_Dataset records on where objects are located_

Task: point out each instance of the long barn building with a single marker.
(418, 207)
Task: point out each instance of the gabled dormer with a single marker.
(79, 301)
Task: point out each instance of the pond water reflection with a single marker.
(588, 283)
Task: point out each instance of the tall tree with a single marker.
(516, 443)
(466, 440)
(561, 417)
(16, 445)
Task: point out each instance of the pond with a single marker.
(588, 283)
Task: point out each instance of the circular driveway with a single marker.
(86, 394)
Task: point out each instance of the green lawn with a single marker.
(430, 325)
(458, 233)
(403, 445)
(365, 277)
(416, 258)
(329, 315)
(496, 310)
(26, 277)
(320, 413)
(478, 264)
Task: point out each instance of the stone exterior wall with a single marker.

_Work to be completed_
Rescale the data from the line containing "Task: point out each instance of the pond with" through the end of the data. Reproduce every line in that span, task lines included, and multiply each point coordinate by 1.9, rounding to whole numbers with halves rounded up.

_Response below_
Task: point out each instance of the pond with a single marker.
(1117, 538)
Task: point out each instance of the circular driveway with a single marker.
(163, 749)
Task: point out each instance of the green lawn with a single marker.
(817, 618)
(870, 443)
(766, 846)
(694, 526)
(790, 490)
(625, 599)
(942, 589)
(49, 526)
(608, 785)
(908, 502)
Task: point out each instance of the stone exterior wall with a single marker.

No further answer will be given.